_EXERCISES TO COMPLETE_:
**1)** Answer these questions about the post on church change:
(a) On what date was the post published?
(b) What did Mrs. W. immediately connect the election-night remark to?
(c) Which two hymns does the quoted congregation say it is leaving in?
**2)** Write out the part of the post on church change that starts at the words "At a certain" and ends after "thrives on change.", keeping every word as it appears.

=== EXTRACTED TEXT ===

Thinking Out Loud

November 20, 2012

The Church is Changing, But is it Changing Fast Enough?

Heard on U.S. election night:

The Republican Party needs to realize that the country is changing faster than they are.

As soon as she heard this, Mrs. W. saw an immediate connection to the church, or rather, The Church. While some within the institution are somewhat resistant to changes taking place — changes which include

  • midweek meeting to small home groups
  • traditional hymns to contemporary choruses
  • suit and tie to casual dress
  • Authorized Version to the NLT and The Message
  • sanctuary decorum to coffee cup holders

— these superficial changes either belie attitude adjustments which never happen or are simply too superficial, not drilling down to the bedrock of the decision-making process which guides objectives and intentions.

In other words; “Yes, we’ll add drums and electric and electric guitars as long as understand that we’re just doing this to reach out to the community, and not because it’s our first choice. And we’re leaving in Amazing Grace and Blessed Assurance.”  Which is to say that we don’t really embrace change, it is simply something that has been thrust upon us.

At a certain level, that’s okay. Reaching the community is a valid goal. But the world at large does embrace change; you could say the broader culture thrives on change.

=== MATERIAL SUPPLIED ===

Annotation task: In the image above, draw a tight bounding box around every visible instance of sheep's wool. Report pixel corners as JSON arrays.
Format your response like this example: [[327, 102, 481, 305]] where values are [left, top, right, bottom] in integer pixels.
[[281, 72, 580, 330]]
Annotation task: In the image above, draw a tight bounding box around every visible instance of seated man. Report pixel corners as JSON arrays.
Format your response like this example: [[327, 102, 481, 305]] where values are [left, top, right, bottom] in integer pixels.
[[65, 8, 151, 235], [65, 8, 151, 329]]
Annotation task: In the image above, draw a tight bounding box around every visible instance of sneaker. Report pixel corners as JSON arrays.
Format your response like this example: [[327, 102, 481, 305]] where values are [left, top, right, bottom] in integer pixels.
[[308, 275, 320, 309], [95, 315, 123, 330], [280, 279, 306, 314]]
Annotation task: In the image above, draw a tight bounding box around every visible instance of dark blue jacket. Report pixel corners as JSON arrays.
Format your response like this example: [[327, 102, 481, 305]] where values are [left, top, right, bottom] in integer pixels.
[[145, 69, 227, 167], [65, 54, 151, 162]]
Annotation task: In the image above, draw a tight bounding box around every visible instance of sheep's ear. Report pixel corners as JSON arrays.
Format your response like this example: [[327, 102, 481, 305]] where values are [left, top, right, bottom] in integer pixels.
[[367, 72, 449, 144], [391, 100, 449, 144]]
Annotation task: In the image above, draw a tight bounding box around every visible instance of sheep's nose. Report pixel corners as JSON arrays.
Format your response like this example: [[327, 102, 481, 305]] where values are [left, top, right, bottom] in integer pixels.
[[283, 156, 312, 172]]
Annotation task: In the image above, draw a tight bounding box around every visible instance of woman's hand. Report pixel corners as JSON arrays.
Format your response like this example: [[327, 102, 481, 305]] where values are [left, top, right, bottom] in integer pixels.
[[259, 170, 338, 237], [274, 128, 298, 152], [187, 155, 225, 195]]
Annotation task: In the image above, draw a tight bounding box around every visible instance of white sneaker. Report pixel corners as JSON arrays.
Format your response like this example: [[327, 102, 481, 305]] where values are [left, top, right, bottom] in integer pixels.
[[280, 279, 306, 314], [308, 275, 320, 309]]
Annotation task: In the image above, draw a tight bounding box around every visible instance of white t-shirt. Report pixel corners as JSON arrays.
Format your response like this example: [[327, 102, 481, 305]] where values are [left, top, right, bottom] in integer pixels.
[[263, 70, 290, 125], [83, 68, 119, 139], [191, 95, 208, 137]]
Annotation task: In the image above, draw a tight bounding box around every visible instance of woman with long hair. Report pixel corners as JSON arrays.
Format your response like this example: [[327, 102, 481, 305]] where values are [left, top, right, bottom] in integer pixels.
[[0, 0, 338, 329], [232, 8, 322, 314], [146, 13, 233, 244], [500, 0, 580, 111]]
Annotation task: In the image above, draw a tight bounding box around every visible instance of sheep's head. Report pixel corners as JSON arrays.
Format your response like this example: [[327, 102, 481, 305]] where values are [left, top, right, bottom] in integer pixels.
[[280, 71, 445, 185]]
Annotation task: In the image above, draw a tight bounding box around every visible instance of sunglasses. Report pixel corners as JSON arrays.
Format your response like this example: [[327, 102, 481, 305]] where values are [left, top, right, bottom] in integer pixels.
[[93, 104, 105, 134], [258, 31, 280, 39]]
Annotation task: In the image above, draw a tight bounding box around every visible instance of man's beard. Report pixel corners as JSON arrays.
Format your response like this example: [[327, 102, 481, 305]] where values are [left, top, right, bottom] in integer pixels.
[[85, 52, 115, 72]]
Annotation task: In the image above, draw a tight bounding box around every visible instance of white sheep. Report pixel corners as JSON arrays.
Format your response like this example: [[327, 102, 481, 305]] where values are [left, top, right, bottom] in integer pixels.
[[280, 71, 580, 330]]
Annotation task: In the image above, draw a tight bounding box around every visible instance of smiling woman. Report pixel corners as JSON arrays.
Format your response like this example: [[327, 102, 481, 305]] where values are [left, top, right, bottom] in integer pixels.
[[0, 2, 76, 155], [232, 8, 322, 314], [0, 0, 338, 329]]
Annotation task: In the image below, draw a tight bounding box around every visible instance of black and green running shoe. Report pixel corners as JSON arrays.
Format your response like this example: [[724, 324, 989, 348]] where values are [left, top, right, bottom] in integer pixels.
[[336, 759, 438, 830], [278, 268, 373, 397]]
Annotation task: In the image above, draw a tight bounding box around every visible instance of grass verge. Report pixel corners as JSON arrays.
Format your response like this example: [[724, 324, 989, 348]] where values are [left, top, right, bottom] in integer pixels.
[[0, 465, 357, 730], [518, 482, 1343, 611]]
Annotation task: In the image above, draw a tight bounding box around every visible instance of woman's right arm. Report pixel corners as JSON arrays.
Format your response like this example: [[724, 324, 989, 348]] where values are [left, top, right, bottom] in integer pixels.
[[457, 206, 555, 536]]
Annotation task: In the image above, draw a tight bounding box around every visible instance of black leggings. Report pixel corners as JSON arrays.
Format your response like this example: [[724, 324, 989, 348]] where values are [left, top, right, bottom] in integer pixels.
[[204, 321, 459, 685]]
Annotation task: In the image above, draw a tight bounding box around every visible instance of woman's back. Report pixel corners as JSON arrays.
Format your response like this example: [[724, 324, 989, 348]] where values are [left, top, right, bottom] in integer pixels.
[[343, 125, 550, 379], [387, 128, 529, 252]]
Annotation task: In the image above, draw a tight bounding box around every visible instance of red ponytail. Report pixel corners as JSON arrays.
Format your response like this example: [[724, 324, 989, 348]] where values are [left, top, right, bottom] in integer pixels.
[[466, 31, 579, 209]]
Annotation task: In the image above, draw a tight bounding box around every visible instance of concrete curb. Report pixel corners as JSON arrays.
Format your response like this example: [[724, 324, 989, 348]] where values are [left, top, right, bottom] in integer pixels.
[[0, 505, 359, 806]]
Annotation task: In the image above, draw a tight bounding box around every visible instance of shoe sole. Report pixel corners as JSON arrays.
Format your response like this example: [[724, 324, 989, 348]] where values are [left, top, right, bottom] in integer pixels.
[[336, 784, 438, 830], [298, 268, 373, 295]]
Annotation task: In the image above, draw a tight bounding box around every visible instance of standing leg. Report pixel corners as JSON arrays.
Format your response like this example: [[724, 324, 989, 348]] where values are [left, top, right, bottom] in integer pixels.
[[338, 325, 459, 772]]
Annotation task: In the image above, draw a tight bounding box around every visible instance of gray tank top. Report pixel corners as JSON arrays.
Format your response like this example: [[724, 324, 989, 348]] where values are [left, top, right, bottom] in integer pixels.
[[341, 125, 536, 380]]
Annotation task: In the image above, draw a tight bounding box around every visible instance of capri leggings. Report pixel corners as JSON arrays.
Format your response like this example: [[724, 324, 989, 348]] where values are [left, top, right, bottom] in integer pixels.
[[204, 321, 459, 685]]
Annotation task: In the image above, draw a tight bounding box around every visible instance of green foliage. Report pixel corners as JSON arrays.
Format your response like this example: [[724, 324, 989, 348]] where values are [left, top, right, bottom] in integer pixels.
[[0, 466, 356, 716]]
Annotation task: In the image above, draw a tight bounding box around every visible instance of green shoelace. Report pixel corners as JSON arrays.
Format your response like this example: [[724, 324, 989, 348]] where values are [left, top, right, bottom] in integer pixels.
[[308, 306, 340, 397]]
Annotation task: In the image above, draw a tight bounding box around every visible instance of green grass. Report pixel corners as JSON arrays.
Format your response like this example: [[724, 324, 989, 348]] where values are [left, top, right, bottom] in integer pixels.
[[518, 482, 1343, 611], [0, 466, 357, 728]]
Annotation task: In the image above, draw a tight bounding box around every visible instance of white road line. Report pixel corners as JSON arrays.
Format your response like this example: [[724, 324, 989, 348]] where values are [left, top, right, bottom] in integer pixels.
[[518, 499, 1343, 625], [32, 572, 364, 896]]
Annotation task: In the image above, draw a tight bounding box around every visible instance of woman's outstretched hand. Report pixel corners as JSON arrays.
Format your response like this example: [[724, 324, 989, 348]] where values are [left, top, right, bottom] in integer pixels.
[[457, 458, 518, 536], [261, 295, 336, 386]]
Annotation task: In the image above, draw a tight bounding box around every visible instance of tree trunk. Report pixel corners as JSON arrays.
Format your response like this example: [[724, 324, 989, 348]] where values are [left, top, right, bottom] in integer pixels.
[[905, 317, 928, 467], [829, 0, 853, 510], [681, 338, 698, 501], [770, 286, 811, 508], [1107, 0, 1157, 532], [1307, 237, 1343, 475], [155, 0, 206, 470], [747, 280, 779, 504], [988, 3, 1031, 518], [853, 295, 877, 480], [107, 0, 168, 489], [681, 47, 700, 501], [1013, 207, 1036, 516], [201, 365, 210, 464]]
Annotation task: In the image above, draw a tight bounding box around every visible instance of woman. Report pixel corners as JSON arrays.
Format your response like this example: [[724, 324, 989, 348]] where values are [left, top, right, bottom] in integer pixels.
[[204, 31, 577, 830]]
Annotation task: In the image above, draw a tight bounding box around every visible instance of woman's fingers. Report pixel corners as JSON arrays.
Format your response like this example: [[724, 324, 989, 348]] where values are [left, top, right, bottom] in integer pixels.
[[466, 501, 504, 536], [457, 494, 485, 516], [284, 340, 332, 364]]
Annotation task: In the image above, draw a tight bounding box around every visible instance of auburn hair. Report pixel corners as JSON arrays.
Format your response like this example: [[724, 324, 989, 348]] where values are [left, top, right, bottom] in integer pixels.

===

_SOLVED PROBLEMS_:
**1)**
(a) November 20, 2012
(b) The church, or rather, The Church
(c) Amazing Grace and Blessed Assurance

**2)**
At a certain level, that’s okay. Reaching the community is a valid goal. But the world at large does embrace change; you could say the broader culture thrives on change.